======== MATERIAL SHOWN ========
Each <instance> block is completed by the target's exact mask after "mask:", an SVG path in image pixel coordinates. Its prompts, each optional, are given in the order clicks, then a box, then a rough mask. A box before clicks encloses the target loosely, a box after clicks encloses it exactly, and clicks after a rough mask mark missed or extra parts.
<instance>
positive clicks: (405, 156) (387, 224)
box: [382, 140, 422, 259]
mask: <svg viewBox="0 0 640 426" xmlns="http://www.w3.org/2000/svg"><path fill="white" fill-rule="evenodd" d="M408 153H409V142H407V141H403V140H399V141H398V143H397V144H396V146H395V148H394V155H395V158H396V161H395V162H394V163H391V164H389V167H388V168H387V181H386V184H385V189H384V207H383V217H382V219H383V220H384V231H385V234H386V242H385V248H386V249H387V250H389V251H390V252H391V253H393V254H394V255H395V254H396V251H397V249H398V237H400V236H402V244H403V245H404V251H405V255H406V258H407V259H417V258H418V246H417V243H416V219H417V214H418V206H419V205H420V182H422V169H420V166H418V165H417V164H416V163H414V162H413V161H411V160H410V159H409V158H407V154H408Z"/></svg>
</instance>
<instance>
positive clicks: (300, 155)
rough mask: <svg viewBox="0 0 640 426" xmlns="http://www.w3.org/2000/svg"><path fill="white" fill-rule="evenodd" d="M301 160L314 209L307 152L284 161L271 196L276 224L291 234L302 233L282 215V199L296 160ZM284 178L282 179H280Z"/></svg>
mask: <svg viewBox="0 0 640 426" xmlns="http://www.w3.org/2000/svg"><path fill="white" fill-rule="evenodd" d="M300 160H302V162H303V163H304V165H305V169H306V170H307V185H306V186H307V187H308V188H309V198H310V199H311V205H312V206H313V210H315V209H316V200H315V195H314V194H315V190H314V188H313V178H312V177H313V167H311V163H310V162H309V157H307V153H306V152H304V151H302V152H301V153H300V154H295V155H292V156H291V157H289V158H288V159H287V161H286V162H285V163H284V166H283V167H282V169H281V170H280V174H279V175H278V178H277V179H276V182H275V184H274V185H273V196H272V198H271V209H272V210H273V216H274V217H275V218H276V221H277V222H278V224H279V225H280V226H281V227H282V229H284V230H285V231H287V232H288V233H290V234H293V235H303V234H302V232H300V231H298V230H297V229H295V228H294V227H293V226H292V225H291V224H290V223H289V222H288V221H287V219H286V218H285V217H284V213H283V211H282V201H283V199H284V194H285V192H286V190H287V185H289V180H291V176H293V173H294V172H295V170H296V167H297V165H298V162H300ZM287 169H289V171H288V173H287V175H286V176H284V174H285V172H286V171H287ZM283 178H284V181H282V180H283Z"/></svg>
========
======== MATERIAL SHOWN ========
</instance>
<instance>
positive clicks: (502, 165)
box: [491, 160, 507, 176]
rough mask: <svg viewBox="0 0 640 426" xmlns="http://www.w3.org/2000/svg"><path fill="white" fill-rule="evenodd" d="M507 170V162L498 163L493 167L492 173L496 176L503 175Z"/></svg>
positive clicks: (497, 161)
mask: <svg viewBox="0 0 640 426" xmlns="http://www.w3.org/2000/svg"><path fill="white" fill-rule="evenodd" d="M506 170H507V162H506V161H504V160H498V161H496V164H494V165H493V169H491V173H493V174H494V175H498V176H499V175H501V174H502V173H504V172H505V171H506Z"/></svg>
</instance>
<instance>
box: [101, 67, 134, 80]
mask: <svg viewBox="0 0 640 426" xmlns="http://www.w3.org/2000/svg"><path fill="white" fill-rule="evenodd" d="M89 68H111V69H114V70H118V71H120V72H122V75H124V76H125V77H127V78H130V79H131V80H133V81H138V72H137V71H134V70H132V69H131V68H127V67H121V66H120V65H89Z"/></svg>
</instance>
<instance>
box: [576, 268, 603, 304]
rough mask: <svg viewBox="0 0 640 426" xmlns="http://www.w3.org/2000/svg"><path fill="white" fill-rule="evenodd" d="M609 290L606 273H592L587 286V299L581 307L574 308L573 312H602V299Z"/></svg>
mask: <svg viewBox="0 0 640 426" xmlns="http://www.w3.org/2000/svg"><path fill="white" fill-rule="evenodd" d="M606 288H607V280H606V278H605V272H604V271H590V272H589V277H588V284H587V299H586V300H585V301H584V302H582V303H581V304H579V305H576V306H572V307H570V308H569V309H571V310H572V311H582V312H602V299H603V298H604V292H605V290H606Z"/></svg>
========
» **TASK DIRECTIONS**
List every line of the listing above that contains the word "positive", treating case as significant.

» **EXERCISE OUTPUT**
positive clicks: (405, 156) (387, 224)
positive clicks: (300, 155)
positive clicks: (502, 165)
positive clicks: (497, 161)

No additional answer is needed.